• Exercise instructions:
Return exactly the span of lines that opens with the line containing "One point goes on each instance of the tire" and closes with the last line of the data, inclusive.

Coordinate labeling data
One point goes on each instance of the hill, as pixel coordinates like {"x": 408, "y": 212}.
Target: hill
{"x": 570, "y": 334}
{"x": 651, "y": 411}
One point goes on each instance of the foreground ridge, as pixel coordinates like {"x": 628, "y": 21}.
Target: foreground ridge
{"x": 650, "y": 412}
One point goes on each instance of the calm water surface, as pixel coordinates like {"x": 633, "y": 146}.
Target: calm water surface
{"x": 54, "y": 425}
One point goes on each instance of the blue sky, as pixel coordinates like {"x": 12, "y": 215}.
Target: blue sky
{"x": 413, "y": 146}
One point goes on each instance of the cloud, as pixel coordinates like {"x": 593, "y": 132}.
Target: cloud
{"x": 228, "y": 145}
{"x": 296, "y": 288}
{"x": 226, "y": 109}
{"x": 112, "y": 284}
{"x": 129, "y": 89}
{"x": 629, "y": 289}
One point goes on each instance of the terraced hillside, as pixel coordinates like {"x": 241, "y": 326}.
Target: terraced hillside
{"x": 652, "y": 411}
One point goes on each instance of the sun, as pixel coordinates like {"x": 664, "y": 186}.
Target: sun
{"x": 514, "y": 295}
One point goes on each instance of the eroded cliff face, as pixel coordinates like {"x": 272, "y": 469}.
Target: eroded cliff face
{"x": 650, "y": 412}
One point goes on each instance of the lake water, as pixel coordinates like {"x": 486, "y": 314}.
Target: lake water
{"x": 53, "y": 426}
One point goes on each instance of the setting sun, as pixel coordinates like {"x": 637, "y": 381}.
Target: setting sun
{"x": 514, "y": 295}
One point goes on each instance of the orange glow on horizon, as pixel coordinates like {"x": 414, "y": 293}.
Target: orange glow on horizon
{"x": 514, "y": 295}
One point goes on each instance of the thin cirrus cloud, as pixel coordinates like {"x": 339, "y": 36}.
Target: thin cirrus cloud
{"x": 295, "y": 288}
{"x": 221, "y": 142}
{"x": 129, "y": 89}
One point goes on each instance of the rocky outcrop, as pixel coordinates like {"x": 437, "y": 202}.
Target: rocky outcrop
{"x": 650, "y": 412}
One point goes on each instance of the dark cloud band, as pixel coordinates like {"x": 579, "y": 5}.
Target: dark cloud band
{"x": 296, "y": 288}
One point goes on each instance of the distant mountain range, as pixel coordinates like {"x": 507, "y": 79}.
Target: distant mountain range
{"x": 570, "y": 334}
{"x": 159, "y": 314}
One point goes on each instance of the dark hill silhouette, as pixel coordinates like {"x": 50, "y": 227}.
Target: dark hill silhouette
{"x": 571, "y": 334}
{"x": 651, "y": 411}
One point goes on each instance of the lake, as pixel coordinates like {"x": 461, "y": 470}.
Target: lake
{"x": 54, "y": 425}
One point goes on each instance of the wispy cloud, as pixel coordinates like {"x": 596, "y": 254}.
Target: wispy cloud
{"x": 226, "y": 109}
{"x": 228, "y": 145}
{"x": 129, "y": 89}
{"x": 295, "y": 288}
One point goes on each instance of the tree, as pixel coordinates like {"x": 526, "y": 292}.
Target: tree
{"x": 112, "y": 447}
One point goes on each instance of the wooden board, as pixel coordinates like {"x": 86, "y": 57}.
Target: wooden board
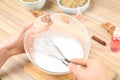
{"x": 37, "y": 74}
{"x": 40, "y": 75}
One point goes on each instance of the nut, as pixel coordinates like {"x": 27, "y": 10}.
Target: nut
{"x": 46, "y": 19}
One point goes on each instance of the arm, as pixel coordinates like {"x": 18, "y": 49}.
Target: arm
{"x": 4, "y": 55}
{"x": 13, "y": 45}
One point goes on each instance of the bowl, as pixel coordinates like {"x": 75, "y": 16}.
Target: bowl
{"x": 73, "y": 10}
{"x": 69, "y": 35}
{"x": 33, "y": 5}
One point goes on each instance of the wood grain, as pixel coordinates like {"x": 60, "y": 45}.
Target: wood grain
{"x": 13, "y": 16}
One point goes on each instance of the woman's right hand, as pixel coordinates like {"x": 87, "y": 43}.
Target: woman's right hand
{"x": 89, "y": 70}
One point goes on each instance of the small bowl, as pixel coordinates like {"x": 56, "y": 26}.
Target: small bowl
{"x": 66, "y": 35}
{"x": 34, "y": 4}
{"x": 73, "y": 10}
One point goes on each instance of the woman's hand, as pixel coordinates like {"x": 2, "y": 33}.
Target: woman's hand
{"x": 89, "y": 70}
{"x": 15, "y": 44}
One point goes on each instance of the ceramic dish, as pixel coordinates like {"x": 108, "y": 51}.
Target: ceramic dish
{"x": 69, "y": 35}
{"x": 33, "y": 5}
{"x": 73, "y": 10}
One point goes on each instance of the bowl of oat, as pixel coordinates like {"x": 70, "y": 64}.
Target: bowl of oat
{"x": 63, "y": 37}
{"x": 73, "y": 6}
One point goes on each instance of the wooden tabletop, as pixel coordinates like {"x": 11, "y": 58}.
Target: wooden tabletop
{"x": 13, "y": 16}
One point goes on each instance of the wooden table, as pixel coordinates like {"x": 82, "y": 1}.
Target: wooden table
{"x": 13, "y": 15}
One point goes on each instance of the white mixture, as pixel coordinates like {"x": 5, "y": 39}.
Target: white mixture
{"x": 70, "y": 47}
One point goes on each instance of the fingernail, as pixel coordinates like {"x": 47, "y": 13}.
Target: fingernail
{"x": 30, "y": 23}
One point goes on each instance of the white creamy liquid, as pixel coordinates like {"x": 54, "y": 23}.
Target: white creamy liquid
{"x": 70, "y": 48}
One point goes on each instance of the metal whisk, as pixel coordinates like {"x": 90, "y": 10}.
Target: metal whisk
{"x": 53, "y": 50}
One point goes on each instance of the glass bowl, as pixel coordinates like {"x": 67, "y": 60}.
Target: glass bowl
{"x": 69, "y": 35}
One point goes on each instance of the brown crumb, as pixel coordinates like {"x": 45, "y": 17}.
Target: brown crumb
{"x": 65, "y": 18}
{"x": 46, "y": 19}
{"x": 59, "y": 11}
{"x": 37, "y": 13}
{"x": 109, "y": 27}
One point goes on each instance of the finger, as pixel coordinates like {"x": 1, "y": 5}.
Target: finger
{"x": 83, "y": 62}
{"x": 74, "y": 69}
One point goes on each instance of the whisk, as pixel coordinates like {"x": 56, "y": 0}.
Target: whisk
{"x": 53, "y": 50}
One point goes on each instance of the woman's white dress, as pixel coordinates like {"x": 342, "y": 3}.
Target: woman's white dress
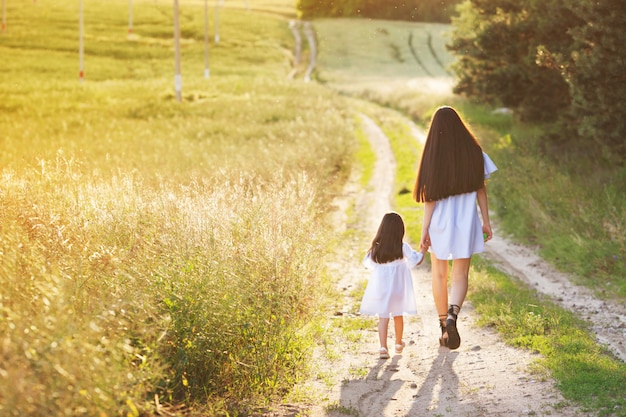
{"x": 389, "y": 291}
{"x": 455, "y": 227}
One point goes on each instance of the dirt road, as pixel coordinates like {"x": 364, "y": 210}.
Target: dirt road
{"x": 484, "y": 377}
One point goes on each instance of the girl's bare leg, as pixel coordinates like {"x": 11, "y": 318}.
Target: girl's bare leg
{"x": 460, "y": 274}
{"x": 383, "y": 324}
{"x": 398, "y": 325}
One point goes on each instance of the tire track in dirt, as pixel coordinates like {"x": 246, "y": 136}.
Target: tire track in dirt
{"x": 484, "y": 377}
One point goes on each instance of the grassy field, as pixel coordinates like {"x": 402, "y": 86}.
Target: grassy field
{"x": 158, "y": 256}
{"x": 590, "y": 244}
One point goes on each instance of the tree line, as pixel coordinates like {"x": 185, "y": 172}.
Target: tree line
{"x": 410, "y": 10}
{"x": 560, "y": 63}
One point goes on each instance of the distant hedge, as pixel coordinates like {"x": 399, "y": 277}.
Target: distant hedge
{"x": 410, "y": 10}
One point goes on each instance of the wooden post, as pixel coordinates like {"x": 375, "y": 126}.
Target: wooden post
{"x": 130, "y": 17}
{"x": 178, "y": 80}
{"x": 81, "y": 48}
{"x": 217, "y": 21}
{"x": 310, "y": 36}
{"x": 4, "y": 19}
{"x": 207, "y": 72}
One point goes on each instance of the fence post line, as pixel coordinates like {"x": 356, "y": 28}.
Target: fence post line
{"x": 178, "y": 80}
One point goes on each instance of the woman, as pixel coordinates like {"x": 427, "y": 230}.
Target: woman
{"x": 450, "y": 180}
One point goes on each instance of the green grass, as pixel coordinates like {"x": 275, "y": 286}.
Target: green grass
{"x": 575, "y": 218}
{"x": 159, "y": 256}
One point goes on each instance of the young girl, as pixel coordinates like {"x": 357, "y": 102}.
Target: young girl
{"x": 389, "y": 291}
{"x": 450, "y": 180}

• Expected output:
One point goes on each instance of the tire track in dirt, as pixel coordinates like {"x": 246, "y": 136}.
Target: tire track in dirt
{"x": 484, "y": 377}
One point goes on each instance of the grassy field, as pixel coordinates like {"x": 402, "y": 86}.
Target: grassy field
{"x": 158, "y": 256}
{"x": 590, "y": 244}
One point goes on each instance of the tree line, as pixel coordinates like {"x": 185, "y": 172}.
Target: tree line
{"x": 410, "y": 10}
{"x": 560, "y": 63}
One point goes on each instance of the distant hedge, as pixel coordinates like {"x": 399, "y": 277}.
Target: distant hedge
{"x": 410, "y": 10}
One point goes on each instance of the wooden post, as pixel coordinates like {"x": 375, "y": 126}.
Target: wooden post
{"x": 130, "y": 17}
{"x": 178, "y": 80}
{"x": 81, "y": 48}
{"x": 217, "y": 21}
{"x": 310, "y": 36}
{"x": 4, "y": 19}
{"x": 207, "y": 72}
One point goes on each instance of the fence post line, as pixel coordinates like {"x": 356, "y": 28}.
Target: fence post line
{"x": 178, "y": 80}
One point goes on each instance of the woman, as pixel coordinates like {"x": 427, "y": 230}.
Target: woman
{"x": 450, "y": 180}
One point goes on each instance of the green grass, as pixel coordinates like {"x": 275, "y": 286}.
Target: green grass
{"x": 575, "y": 218}
{"x": 159, "y": 256}
One point goes on each instance of the young girl, as pixel coordinates like {"x": 357, "y": 102}.
Target: young girl
{"x": 389, "y": 291}
{"x": 450, "y": 180}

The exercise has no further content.